It did give me pause. I have yet to put track down, but I want to run Fn3 indoors. Moreover, I wanted Fn2, for dual gauge and a sawmill site, and 'S'n2 (in 20.3 scale--I don't know the correct nomenclature for S gauge @ 20.3 scale)--for a mine. All gauges will be PP. All this in a U-shaped space approx 12' across x 22' for each leg. U shaped. However, I wish to model a ca 1875 backwoods SL and I intend to do my own scratchbuilding and tracklaying--wood and strap-iron with spur switches. I also intend to limit the Fn3 engines (and probably the others) to 0-4-0T's and all cars will be two-axle on tight radii. I like F scale because of my age and eyesight. I'm a retired tool and die maker; building the rolling stock doesn't pose an insuperable challenge. 

After reading your thoughts, I'm forced to wonder if the Fn3 will work, given each 'leg' of the 'U' will be something under 48"W due to an aisle. I realize that's cramped, but I'm not so much a runner as a switcher. I would however, like to hear your thoughts if you care to reply. 

Les Whitaker


----------



## Guest (Aug 5, 2008)

a U-shaped space approx 12' across x 22' for each leg.

if you use R1 curves, you need about four and a half foot for a circle. let us suppose, four and three quarter. so both legs would be nine and a half foot together. leaves you an access of two and a half foot wide. 
farther from the endloops, nearer to the "bottom" of the U you can make the tables less wide, to have more moving space. 
i don't see, why that should not work.


----------



## bucknutdave (Aug 4, 2008)

so im just a bit confused but things i've read and seen, can you run On30 engines and rolling stock on HO scale track? i dont have a lot of room to work with inside so im leaning to the On30 and building a rectangular yard layout for now until i move into a bigger place.


----------



## steam5 (Jun 22, 2008)

Yes you can run On30 stock on HO track. 

The main difference between HO and On30 track will be the tie spacing. 

At a guess, the NMRA gauge for HO and On30 (excluding clearances as On30 a physically bigger) should be the same.


----------



## bucknutdave (Aug 4, 2008)

i've been trying to find video that shows the difference in size of how much bigger if at all are the engines and rolling stock of On30 than those of the HO scale, but havent had much luck. is there much of a difference in size?


----------



## Les (Feb 11, 2008)

---+---

▶ Written request: Could you repeat everything in the model railroad thread from "if you use R1" down to "more moving space.", swapping "tables" for "benches"?

---+---

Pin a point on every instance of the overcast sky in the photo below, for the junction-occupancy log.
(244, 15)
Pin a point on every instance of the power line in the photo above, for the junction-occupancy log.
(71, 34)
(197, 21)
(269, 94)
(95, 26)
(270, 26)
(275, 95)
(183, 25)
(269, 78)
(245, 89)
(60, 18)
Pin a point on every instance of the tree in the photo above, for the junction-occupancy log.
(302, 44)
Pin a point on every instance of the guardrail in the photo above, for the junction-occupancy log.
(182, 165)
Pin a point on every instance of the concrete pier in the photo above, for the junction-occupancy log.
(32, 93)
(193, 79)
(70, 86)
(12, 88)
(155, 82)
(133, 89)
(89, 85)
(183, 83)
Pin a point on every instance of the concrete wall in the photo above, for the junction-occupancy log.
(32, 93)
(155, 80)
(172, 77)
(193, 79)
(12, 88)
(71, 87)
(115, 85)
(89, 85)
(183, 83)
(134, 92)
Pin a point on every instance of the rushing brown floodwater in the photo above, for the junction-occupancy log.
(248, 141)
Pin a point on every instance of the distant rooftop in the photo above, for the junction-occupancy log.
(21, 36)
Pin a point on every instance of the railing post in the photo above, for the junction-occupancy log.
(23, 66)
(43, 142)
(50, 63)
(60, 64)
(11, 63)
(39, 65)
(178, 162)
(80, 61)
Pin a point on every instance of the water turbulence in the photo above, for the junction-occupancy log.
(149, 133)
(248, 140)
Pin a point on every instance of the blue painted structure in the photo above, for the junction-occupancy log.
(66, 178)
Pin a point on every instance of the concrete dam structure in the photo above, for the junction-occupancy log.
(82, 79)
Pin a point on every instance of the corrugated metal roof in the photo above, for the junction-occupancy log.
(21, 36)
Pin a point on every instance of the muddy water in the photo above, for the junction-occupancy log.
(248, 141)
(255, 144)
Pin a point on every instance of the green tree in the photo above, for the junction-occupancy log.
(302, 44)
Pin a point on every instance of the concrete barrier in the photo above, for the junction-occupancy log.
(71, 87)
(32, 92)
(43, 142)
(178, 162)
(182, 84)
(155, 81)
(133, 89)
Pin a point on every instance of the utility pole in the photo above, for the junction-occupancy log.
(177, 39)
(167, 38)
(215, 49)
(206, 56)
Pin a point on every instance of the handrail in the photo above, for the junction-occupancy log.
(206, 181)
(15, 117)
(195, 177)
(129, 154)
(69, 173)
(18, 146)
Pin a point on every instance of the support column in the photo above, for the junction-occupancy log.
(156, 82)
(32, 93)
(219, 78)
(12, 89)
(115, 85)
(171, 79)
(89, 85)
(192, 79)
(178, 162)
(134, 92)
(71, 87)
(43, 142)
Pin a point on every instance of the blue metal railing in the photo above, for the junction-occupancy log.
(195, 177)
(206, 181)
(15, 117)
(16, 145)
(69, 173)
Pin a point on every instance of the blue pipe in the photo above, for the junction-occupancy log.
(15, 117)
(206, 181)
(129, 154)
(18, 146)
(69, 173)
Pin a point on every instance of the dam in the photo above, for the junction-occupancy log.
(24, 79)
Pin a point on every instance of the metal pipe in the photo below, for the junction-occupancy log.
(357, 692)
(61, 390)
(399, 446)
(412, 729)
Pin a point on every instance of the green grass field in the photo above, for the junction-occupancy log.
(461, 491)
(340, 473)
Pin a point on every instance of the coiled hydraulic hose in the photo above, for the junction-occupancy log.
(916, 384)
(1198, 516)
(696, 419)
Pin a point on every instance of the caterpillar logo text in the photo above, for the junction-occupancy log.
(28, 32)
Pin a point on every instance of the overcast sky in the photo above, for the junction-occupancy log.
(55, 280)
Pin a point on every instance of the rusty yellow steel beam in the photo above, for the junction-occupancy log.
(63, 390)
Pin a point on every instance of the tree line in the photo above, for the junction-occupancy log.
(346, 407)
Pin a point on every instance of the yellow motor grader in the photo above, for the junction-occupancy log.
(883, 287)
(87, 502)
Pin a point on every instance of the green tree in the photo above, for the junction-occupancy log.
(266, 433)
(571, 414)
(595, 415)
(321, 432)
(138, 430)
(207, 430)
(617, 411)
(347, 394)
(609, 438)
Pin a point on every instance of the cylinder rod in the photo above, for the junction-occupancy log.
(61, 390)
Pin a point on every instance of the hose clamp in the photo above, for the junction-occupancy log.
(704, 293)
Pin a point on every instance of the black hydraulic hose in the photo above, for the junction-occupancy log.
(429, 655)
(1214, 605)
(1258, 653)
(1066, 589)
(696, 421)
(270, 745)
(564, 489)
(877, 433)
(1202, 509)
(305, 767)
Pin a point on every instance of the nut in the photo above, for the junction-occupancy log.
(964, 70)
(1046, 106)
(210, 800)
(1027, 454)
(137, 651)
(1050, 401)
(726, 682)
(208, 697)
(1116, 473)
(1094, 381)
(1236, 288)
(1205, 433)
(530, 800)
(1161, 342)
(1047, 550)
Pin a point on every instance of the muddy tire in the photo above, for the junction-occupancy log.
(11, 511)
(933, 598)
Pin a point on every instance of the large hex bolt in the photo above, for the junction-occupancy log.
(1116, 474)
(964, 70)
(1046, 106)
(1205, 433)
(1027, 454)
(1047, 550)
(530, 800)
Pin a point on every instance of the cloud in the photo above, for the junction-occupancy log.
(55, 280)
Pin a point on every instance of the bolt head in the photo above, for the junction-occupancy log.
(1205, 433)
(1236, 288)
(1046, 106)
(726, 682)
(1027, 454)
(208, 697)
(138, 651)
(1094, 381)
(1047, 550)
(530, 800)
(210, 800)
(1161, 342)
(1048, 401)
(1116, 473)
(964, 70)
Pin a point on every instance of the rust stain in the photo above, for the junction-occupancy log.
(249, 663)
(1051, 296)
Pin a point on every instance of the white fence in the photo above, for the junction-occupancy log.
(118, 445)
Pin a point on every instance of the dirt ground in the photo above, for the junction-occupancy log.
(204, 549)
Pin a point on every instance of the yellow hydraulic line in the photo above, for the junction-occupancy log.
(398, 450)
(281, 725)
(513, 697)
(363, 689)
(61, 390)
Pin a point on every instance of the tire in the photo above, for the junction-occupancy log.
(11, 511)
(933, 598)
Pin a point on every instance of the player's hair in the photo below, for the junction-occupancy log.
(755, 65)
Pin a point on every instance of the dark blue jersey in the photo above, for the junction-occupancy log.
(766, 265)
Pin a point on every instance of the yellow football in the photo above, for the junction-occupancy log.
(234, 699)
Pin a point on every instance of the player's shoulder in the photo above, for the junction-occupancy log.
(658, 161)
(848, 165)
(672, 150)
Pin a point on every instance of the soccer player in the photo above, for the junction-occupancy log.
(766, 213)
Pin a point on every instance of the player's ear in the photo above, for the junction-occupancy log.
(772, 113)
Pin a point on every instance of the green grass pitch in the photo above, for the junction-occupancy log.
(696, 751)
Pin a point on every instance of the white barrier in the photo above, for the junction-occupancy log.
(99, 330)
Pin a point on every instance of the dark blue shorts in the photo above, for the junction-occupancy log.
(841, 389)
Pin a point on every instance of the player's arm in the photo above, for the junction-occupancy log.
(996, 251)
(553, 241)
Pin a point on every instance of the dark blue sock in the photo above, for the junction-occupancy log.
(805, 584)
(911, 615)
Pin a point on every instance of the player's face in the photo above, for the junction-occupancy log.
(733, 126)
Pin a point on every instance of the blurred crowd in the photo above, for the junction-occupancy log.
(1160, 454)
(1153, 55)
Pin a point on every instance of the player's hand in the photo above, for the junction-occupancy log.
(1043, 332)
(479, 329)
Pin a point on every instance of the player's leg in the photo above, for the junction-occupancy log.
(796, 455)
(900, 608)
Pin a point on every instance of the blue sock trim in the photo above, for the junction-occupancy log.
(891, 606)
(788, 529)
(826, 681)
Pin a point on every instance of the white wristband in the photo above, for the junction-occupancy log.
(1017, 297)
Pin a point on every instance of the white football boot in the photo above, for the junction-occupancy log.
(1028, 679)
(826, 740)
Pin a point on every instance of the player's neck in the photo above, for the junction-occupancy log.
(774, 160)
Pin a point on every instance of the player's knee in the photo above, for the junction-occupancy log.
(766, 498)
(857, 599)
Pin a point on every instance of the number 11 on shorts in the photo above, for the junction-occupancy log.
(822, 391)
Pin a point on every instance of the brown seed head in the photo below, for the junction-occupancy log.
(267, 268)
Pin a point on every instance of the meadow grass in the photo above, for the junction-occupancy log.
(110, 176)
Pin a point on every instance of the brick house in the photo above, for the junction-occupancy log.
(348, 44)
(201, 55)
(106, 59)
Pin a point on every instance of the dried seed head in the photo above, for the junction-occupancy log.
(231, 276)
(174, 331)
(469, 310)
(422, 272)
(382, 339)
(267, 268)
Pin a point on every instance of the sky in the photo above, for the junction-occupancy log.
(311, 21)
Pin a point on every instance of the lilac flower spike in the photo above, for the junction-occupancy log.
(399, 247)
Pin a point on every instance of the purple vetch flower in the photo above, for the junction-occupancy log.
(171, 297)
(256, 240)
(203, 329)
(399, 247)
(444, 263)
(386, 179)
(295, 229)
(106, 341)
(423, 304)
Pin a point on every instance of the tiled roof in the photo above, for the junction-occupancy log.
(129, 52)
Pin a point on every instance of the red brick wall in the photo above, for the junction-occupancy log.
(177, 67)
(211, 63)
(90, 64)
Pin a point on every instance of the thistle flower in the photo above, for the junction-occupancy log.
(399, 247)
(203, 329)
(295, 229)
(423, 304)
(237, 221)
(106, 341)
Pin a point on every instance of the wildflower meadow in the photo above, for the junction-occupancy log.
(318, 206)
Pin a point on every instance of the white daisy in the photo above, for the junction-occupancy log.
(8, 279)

---+---

▶ Result:
if you use R1 curves, you need about four and a half foot for a circle. let us suppose, four and three quarter. so both legs would be nine and a half foot together. leaves you an access of two and a half foot wide. 
farther from the endloops, nearer to the "bottom" of the U you can make the benches less wide, to have more moving space.